## RUMUSAN SOAL 1:
Jawablah pertanyaan berikut berdasarkan teks tentang ormas Islam dan tambang.
(a) Ormas mana yang lebih dahulu menerima tawaran pengelolaan tambang sebelum Muhammadiyah?
(b) Menurut lelucon satir dalam teks, kedua ormas itu dipisahkan oleh apa?
(c) Apa yang seolah terus diupayakan elite di kepengurusan Muhammadiyah setelah sepakat turut mengelola tambang?
## RUMUSAN SOAL 2:
Salin dengan tepat bagian teks tentang ormas Islam dan tambang, dari "Setelah dikabarkan akan" sampai "turut mengelola tambang.".

## TEKS YANG DIBERIKAN:
_ _ _ _ _

Dengarkan artikel ini:
Audio ini dibuat menggunakan AI.
Setelah dikabarkan akan menerima tawaran mengelola tambang, Muhammadiyah menerima respons minor mengingat narasi sebelumnya saat Nahdlatul Ulama (NU) telah melakukannya terlebih dahulu. Namun, pertaruhan besar bagi kedua ormas Islam terbesar itu. Mengapa demikian?
Dipisahkan oleh qunut dan tahlil, disatukan oleh tambang, begitu lelucon satir yang muncul setelah Muhammadiyah mengikuti jejak Nahdlatul Ulama (NU) untuk menerima tawaran pengelolaan tambang. Di titik ini, “perjudian” kiranya mau tak mau dilakukan oleh kedua ormas keagamaan paling prominen di negeri ini.
Sebelum menginterpretasi lebih dalam postulat itu, elite di kepengurusan Muhammadiyah saat ini seolah terus berupaya melakukan public relation terbaik setelah sepakat turut mengelola tambang.

_ _ _ _ _

Baris dari dataset penunjukan:
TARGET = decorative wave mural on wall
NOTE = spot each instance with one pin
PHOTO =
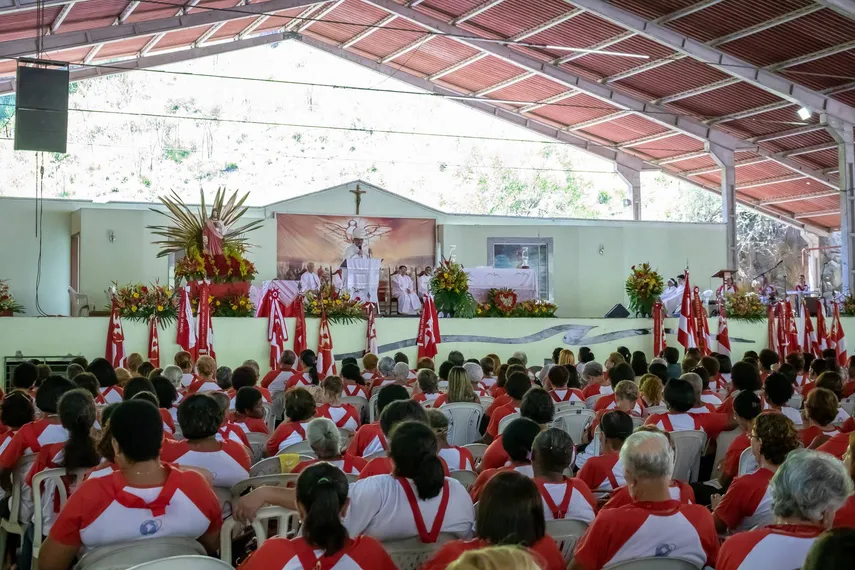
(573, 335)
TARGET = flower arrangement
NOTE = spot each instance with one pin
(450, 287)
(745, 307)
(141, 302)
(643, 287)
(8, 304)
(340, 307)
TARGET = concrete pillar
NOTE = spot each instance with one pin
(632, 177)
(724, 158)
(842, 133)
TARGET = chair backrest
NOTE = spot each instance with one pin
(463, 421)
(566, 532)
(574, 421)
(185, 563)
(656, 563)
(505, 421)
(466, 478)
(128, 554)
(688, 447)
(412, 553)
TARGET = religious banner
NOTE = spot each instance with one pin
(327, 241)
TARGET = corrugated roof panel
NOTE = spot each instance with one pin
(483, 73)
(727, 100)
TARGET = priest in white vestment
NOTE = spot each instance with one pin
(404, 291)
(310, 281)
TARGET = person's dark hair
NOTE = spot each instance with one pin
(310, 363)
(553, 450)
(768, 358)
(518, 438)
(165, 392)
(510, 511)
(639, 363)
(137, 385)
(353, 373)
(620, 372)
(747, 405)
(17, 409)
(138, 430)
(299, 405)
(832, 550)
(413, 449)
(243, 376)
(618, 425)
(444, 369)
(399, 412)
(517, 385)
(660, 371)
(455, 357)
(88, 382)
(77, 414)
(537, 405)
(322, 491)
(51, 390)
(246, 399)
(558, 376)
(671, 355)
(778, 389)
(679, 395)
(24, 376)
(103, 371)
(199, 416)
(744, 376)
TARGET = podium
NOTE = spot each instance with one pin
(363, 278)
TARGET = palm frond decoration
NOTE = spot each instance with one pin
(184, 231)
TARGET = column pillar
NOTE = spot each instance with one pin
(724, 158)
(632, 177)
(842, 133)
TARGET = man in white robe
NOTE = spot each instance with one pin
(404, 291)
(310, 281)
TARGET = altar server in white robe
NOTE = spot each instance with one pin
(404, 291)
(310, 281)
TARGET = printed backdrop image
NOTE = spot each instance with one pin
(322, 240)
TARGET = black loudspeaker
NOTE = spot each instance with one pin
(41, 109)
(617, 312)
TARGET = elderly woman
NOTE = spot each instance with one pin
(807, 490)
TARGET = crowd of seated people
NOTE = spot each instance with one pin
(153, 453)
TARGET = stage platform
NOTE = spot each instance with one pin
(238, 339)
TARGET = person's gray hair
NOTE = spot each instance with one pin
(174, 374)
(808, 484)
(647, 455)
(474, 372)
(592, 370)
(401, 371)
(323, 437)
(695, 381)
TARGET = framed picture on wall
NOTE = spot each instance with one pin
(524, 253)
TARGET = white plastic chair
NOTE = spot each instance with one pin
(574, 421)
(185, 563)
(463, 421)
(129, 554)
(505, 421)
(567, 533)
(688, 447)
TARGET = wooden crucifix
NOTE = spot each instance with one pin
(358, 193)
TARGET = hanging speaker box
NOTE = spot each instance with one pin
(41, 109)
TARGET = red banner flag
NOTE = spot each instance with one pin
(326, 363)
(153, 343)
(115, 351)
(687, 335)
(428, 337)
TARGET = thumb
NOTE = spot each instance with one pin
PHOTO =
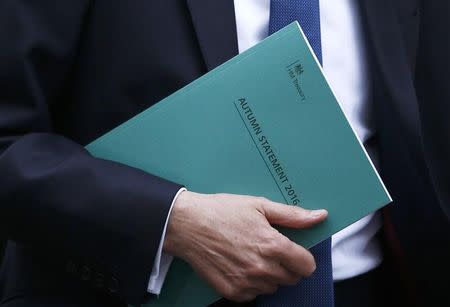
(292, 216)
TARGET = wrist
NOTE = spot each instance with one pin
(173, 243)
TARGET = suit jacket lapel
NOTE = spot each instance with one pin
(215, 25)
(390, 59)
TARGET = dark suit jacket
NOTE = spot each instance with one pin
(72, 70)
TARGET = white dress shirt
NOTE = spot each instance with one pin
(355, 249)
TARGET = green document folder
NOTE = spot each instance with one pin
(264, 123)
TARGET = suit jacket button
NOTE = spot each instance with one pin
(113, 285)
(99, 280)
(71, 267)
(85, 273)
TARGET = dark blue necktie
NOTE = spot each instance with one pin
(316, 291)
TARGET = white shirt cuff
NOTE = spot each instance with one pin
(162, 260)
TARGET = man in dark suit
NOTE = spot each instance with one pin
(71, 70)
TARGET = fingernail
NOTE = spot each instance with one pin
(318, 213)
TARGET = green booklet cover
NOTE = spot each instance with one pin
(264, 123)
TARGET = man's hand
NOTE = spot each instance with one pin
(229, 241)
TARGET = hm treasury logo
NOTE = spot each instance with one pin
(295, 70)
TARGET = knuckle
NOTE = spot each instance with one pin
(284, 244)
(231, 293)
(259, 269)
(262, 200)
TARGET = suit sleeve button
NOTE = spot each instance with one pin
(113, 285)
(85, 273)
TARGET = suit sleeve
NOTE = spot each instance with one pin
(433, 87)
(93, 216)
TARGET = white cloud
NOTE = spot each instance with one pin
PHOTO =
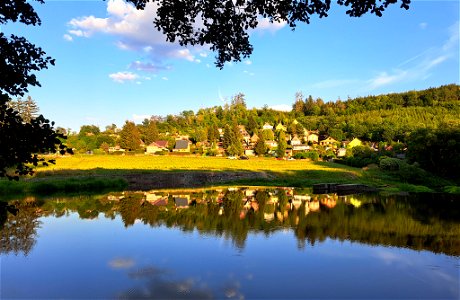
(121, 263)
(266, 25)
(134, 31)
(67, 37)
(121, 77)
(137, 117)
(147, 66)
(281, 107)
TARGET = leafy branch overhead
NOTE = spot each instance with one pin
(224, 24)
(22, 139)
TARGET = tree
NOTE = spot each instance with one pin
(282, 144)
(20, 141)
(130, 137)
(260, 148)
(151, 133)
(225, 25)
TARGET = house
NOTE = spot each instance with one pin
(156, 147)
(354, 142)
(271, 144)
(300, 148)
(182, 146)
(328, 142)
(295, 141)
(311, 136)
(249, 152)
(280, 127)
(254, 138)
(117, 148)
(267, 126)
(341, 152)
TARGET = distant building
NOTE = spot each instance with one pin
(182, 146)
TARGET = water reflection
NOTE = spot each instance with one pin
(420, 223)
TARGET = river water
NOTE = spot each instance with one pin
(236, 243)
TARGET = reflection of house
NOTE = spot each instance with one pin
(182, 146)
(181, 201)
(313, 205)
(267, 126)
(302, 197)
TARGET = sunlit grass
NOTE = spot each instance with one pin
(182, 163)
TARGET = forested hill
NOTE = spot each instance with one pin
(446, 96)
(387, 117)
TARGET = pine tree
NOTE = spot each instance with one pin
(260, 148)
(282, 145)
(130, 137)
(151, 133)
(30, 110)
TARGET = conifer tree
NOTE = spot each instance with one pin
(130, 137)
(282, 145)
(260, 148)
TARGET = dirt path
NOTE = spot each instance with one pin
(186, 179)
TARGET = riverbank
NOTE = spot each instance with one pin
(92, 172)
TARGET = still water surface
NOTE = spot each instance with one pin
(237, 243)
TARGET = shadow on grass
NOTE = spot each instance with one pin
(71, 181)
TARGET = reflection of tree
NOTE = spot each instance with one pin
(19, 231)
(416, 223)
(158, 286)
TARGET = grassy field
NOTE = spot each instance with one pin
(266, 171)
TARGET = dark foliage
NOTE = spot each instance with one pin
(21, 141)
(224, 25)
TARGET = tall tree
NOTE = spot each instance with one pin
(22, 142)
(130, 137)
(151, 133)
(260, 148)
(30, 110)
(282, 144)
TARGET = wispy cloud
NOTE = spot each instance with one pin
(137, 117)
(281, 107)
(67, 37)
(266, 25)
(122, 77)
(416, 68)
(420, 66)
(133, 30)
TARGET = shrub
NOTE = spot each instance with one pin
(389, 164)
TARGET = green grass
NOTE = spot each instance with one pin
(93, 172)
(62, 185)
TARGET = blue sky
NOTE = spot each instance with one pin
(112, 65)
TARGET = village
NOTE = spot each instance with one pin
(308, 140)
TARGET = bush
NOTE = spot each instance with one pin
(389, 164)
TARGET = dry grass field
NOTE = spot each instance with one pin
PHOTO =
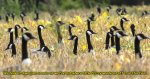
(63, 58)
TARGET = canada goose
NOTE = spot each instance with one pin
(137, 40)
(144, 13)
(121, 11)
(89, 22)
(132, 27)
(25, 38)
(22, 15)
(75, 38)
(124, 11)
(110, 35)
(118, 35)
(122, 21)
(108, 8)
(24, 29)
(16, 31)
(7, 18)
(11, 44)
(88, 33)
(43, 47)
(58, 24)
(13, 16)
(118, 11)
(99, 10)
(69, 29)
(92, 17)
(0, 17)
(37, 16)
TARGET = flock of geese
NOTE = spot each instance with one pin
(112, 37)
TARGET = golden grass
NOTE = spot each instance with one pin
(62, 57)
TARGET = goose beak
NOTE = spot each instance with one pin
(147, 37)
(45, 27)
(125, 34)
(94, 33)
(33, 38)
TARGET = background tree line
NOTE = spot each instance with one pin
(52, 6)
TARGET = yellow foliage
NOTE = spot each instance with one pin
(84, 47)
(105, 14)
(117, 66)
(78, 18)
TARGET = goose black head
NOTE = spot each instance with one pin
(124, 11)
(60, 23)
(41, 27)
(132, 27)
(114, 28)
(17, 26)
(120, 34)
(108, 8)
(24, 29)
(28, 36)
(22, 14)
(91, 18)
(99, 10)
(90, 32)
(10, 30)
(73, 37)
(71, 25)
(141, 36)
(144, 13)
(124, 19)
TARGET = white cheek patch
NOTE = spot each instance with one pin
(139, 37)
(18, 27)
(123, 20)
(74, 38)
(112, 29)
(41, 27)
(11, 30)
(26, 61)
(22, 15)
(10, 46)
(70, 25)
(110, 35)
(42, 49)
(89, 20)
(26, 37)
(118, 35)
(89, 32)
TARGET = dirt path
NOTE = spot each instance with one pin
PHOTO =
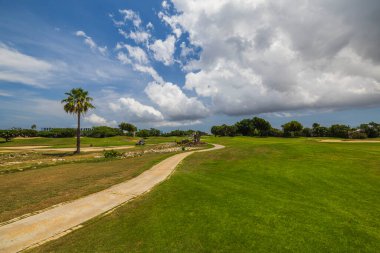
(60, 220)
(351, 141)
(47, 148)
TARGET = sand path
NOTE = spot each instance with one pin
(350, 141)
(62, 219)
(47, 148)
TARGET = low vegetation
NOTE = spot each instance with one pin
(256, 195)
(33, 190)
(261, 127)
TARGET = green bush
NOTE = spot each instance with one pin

_ _ _ _ _

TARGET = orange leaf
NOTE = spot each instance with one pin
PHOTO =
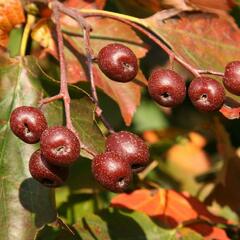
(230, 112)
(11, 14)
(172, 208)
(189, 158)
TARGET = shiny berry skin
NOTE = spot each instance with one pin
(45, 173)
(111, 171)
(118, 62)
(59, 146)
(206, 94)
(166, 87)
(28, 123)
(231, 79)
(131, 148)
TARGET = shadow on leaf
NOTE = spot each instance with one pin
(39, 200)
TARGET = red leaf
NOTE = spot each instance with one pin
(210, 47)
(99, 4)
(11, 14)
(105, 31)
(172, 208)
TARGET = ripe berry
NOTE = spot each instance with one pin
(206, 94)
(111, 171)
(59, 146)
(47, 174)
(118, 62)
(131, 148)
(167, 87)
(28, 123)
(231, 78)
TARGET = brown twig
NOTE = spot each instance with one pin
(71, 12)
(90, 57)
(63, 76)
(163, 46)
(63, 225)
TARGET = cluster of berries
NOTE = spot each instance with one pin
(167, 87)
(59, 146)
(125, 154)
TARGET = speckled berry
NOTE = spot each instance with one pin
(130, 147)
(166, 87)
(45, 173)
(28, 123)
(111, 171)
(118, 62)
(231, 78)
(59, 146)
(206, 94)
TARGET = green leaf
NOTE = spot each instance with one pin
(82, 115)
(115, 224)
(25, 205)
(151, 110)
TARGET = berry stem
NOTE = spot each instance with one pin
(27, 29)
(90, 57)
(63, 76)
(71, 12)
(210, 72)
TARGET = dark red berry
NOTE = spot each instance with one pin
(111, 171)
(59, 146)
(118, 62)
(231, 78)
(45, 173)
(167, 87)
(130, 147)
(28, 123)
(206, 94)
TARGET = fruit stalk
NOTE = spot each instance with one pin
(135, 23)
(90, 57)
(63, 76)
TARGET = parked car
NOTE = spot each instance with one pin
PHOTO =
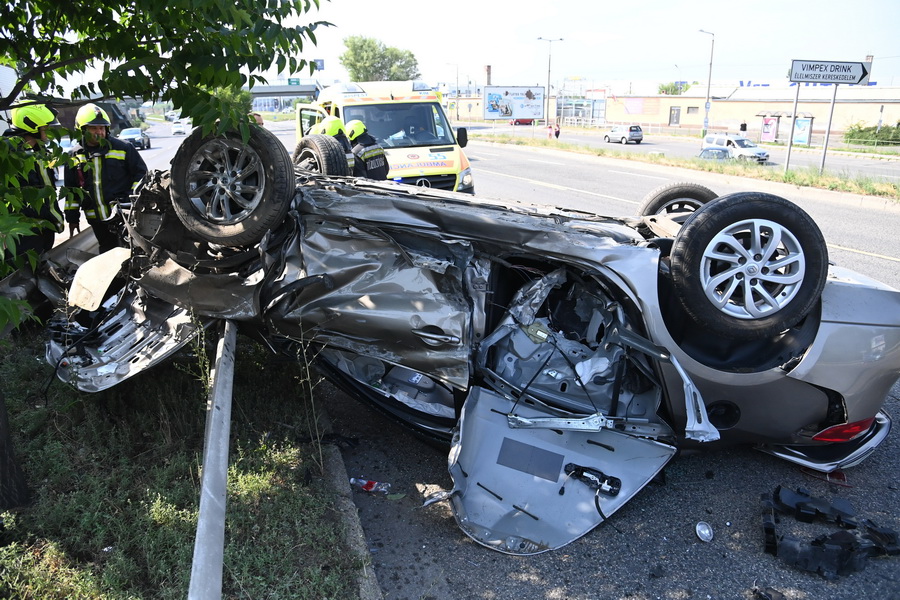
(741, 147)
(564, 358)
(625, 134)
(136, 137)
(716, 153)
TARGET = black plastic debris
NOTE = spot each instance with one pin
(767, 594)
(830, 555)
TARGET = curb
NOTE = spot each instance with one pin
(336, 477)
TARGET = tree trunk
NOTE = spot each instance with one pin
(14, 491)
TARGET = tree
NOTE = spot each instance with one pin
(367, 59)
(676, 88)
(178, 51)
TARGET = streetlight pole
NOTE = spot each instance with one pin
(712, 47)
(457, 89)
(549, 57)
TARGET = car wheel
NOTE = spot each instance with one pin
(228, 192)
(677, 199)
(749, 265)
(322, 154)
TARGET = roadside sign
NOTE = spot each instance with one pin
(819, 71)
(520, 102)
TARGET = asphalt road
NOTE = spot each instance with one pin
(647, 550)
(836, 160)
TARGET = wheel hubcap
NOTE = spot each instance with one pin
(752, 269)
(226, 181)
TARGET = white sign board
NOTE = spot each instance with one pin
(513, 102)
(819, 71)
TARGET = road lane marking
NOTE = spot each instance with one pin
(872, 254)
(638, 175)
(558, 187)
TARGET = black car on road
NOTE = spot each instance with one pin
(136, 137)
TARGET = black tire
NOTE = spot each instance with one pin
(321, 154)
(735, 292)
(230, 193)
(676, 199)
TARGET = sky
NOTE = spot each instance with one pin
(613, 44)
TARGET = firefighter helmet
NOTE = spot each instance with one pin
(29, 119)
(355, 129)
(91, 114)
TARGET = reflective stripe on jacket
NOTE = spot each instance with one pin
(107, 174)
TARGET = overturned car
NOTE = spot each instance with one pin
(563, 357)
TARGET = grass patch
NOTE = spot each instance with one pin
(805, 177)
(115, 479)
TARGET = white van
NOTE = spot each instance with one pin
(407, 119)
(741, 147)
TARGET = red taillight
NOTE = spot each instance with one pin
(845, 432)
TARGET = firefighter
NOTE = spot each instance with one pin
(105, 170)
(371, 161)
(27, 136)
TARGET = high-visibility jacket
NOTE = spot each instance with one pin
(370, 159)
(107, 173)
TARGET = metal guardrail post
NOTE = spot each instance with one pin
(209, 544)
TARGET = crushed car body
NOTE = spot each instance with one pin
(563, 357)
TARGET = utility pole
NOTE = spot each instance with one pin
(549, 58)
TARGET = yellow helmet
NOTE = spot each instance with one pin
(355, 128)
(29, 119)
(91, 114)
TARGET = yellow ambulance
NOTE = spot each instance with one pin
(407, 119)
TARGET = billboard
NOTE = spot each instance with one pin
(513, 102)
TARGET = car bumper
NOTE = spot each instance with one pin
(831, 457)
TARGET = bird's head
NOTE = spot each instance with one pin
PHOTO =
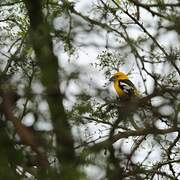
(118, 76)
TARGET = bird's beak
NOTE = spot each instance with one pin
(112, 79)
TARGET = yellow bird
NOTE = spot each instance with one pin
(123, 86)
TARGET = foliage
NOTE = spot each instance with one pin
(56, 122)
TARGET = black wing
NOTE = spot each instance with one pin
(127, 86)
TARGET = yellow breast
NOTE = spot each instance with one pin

_ _ _ _ _

## PENYELESAIAN SOAL 1:
(a) Nahdlatul Ulama (NU).
(b) Qunut dan tahlil.
(c) Melakukan public relation terbaik.

## PENYELESAIAN SOAL 2:
Setelah dikabarkan akan menerima tawaran mengelola tambang, Muhammadiyah menerima respons minor mengingat narasi sebelumnya saat Nahdlatul Ulama (NU) telah melakukannya terlebih dahulu. Namun, pertaruhan besar bagi kedua ormas Islam terbesar itu. Mengapa demikian?
Dipisahkan oleh qunut dan tahlil, disatukan oleh tambang, begitu lelucon satir yang muncul setelah Muhammadiyah mengikuti jejak Nahdlatul Ulama (NU) untuk menerima tawaran pengelolaan tambang. Di titik ini, “perjudian” kiranya mau tak mau dilakukan oleh kedua ormas keagamaan paling prominen di negeri ini.
Sebelum menginterpretasi lebih dalam postulat itu, elite di kepengurusan Muhammadiyah saat ini seolah terus berupaya melakukan public relation terbaik setelah sepakat turut mengelola tambang.